Work to complete: Copy out the listing that follows, exactly, without its pictures.

(Point placement records)
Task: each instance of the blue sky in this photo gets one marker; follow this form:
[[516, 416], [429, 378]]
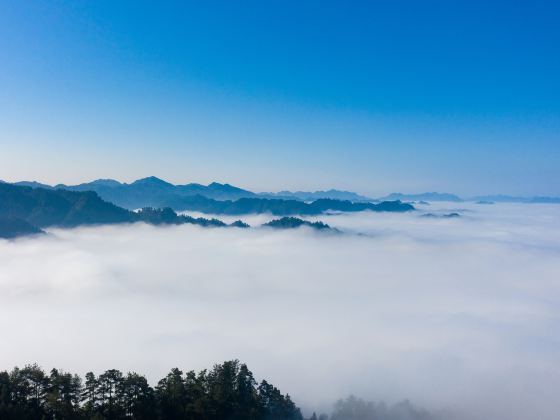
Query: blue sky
[[369, 96]]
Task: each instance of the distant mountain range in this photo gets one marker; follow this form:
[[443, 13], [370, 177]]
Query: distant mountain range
[[317, 195], [485, 199], [218, 198], [155, 192], [431, 196], [26, 209]]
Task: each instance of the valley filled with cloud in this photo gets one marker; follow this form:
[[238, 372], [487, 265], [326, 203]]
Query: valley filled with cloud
[[460, 315]]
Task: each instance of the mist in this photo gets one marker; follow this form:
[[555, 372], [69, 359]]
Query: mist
[[458, 315]]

The response:
Task: each instance of the blue sky in this photo gets one marker; follow this form:
[[516, 416], [429, 378]]
Query: blue sky
[[369, 96]]
Task: each instance of the distant mountain range in this photo gets one marker; follow this form:
[[443, 13], [370, 177]]
Query: distant mountain range
[[317, 195], [485, 199], [218, 198], [155, 192], [431, 196], [26, 209]]
Task: each instance of the valley filled with cloud in this photo gets one marker; follow this form:
[[238, 372], [487, 265], [326, 203]]
Query: valley filled with cloud
[[460, 315]]
Task: each instance of the mist in this photo gets one marker; follow this form:
[[555, 372], [69, 359]]
Query: mist
[[458, 315]]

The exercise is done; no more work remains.